GIVEN TASK: Please reproduce the listing below word for word, every line of it, but leave the picture out of your output.
= = = = = = =
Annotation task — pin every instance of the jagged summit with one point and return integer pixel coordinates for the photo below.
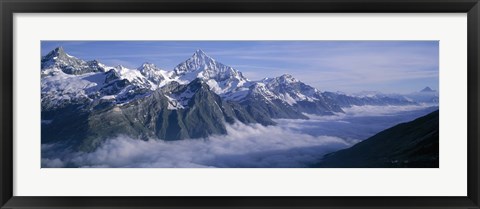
(288, 78)
(427, 89)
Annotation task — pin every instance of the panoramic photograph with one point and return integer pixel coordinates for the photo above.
(239, 104)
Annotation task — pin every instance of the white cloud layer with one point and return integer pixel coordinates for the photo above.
(292, 143)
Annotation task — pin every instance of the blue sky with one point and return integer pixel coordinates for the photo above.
(348, 66)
= = = = = = =
TASK SOLUTION:
Annotation task — pin every instance of the jagged summit with one point and return integer pixel coordinates for the photo below.
(288, 78)
(427, 89)
Annotation task — pin every instance of the panoramic photograph with one point and return integer pixel coordinates for the photo above.
(239, 104)
Annotation task — pin every instance of the white cloud layer with one point and return integer pixel coordinates for the photo above.
(292, 143)
Annotation task — pin every instance of the blue sky with one point and return integer pixel coordinates for the photo above.
(348, 66)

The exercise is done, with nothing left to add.